Exercise prompt: Convert the listing below into a two-column CSV headed instruction and response, with one row per entry, each value in a single quoted field, and line breaks replaced by spaces. Leave out the pictures.

Recorded data:

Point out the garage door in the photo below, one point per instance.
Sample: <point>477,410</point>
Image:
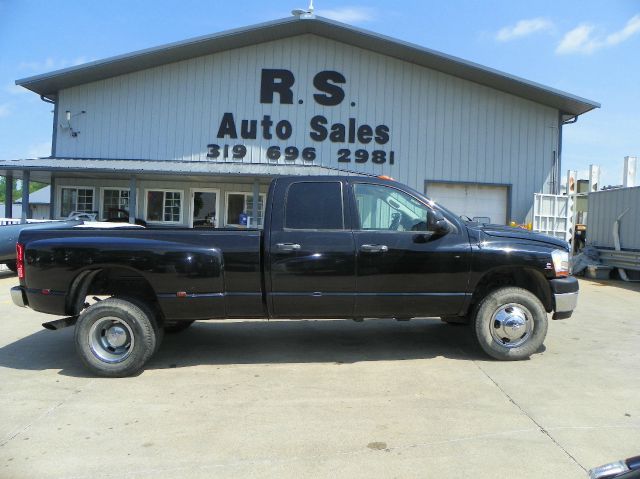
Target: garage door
<point>474,201</point>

Answer to this problem:
instruction,response
"Point out the garage door in the photo below, one point per instance. Sample: <point>477,410</point> Image: Target: garage door","<point>474,201</point>"